_LISTA DE TAREFAS_.
• a. No texto sobre a contratação de advogados sem licitação, qual lei foi revogada pela Lei nº 14.133/2021?
• b. Transcreva, do texto sobre a contratação de advogados sem licitação, o trecho que começa com as palavras que contêm "Art. 11. O processo" e termina com "da contratação pública.".
• c. Dê continuidade ao texto sobre a contratação de advogados por inexigibilidade de licitação a partir do ponto em que ele para.
═════ TEXTO CITADO
A legalidade da contratação de advogados por inexigibilidade de licitação

A contratação de serviços advocatícios, pela Administração Pública, é um tema recorrente no Direito Administrativo e levanta debates sobre os limites da legalidade, da eficiência e da moralidade administrativa.

Um dos principais pontos de discussão reside na possibilidade de se contratar escritórios de advocacia sem licitação, com base na inexigibilidade, nos termos do art. 74, da Lei nº 14.133/2021, que revogou a antiga Lei nº 8.666/1993.

Fundamento legal da inexigibilidade

É oportuno enfatizar que, o regime de contratações públicas exige a realização de processo licitatório, a fim de garantir, de um lado, igualdade de condições entre os interessados em contratar com a Administração Pública e, de outro, a obtenção de proposta mais vantajosa para a Administração, nos termos do texto constitucional em seu art. 37, inciso XXI. Vejamos: 

Art. 37. […] 

XXI – ressalvados os casos especificados na legislação, as obras, serviços, compras e alienações serão contratados mediante processo de licitação pública que assegure igualdade de condições a todos os concorrentes, com cláusulas que estabeleçam obrigações de pagamento, mantidas as condições efetivas da proposta, nos termos da lei, o qual somente permitirá as exigências de qualificação técnica e econômica indispensáveis à garantia do cumprimento das obrigações. 

Essa obrigatoriedade de licitar funda-se em dois aspectos basilares.

O primeiro é o de estabelecer um tratamento igualitário entre os interessados em contratar, como forma de realização do princípio da impessoalidade, da isonomia e da moralidade; e o segundo revela-se no propósito do Poder Público de alcançar a proposta que lhe seja mais vantajosa. Esses dois aspectos estão expressamente, indicados nos incisos do art. 11, da Lei nº 14.133/2021:  

Art. 11. O processo licitatório tem por objetivos:  

I – assegurar a seleção da proposta apta a gerar o resultado de contratação mais vantajoso para a Administração Pública, inclusive no que se refere ao ciclo de vida do objeto;  

II – assegurar tratamento isonômico entre os licitantes, bem como a justa competição;  

III – evitar contratações com sobrepreço ou com preços manifestamente inexequíveis e superfaturamento na execução dos contratos;  

IV – incentivar a inovação e o desenvolvimento nacional sustentável. 

Nesse norte, a realização da licitação é, em regra, conditio sine qua non para a consecução da contratação pública.

Com efeito, é preciso que a Administração obtenha a proposta mais vantajosa ao interesse público e, ainda, conceda a todos os interessados igualdade de condições.
══════════
═════ DADOS BRUTOS
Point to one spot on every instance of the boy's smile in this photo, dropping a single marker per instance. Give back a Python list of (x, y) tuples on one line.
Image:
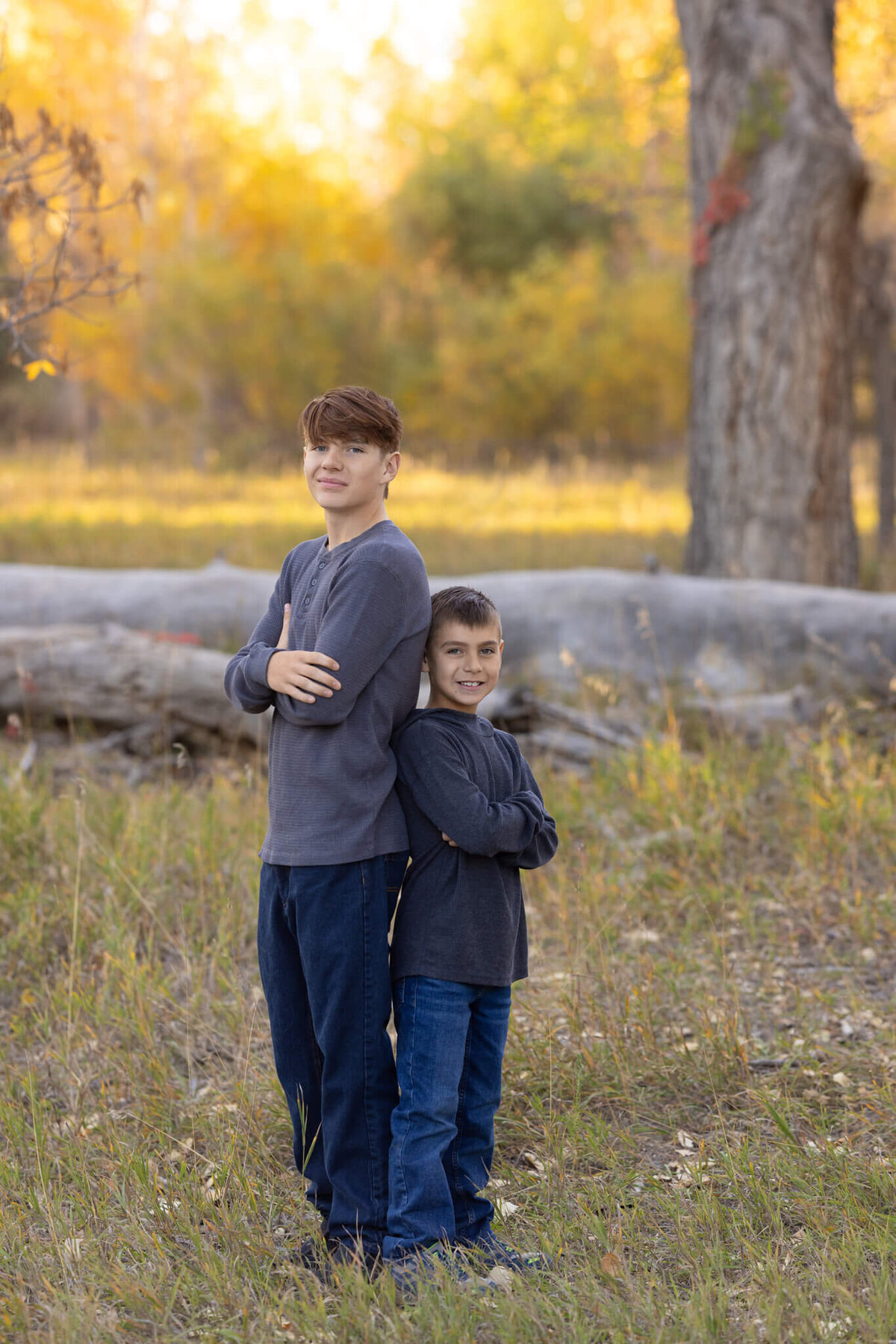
══════════
_RESULTADOS POR TAREFA_.
• a. A Lei nº 8.666/1993.

• b.
Art. 11. O processo licitatório tem por objetivos:  

I – assegurar a seleção da proposta apta a gerar o resultado de contratação mais vantajoso para a Administração Pública, inclusive no que se refere ao ciclo de vida do objeto;  

II – assegurar tratamento isonômico entre os licitantes, bem como a justa competição;  

III – evitar contratações com sobrepreço ou com preços manifestamente inexequíveis e superfaturamento na execução dos contratos;  

IV – incentivar a inovação e o desenvolvimento nacional sustentável. 

Nesse norte, a realização da licitação é, em regra, conditio sine qua non para a consecução da contratação pública.

• c.
No entanto, diante da compreensão de que a licitação não é a única forma de realização do interesse público, sobretudo considerando-se a pluralidade de situações abrangidas pela atuação estatal, a ordem constitucional atribuiu às normas infralegais a possibilidade de fixação de exceções à realização de procedimento licitatório .

Nesse sentido, há de mencionar, entretanto, que a Lei n° 14.133/21, apresenta situações especiais em que poderá ocorrer a dispensa e/ou inexigibilidade da licitação, nas contratações realizadas pelo Poder Público.  

Conforme lecionou Celso Antônio Bandeira de Mello1

[…] a licitação não é um fim em si mesmo; é um meio para chegar utilmente a um dado resultado: o travamento de uma certa relação jurídica. Quando nem mesmo em tese pode cumprir tal função, seria descabido realizá-la. Embora fosse logicamente possível realizá-la, seria ilógico fazê-lo em face do interesse jurídico a que se tem que atender. Diante de situações desta ordem é que se configuram os casos acolhidos na legislação como de “dispensa” de certame licitatório ou os que terão que ser considerados como de “inexigibilidade” dele.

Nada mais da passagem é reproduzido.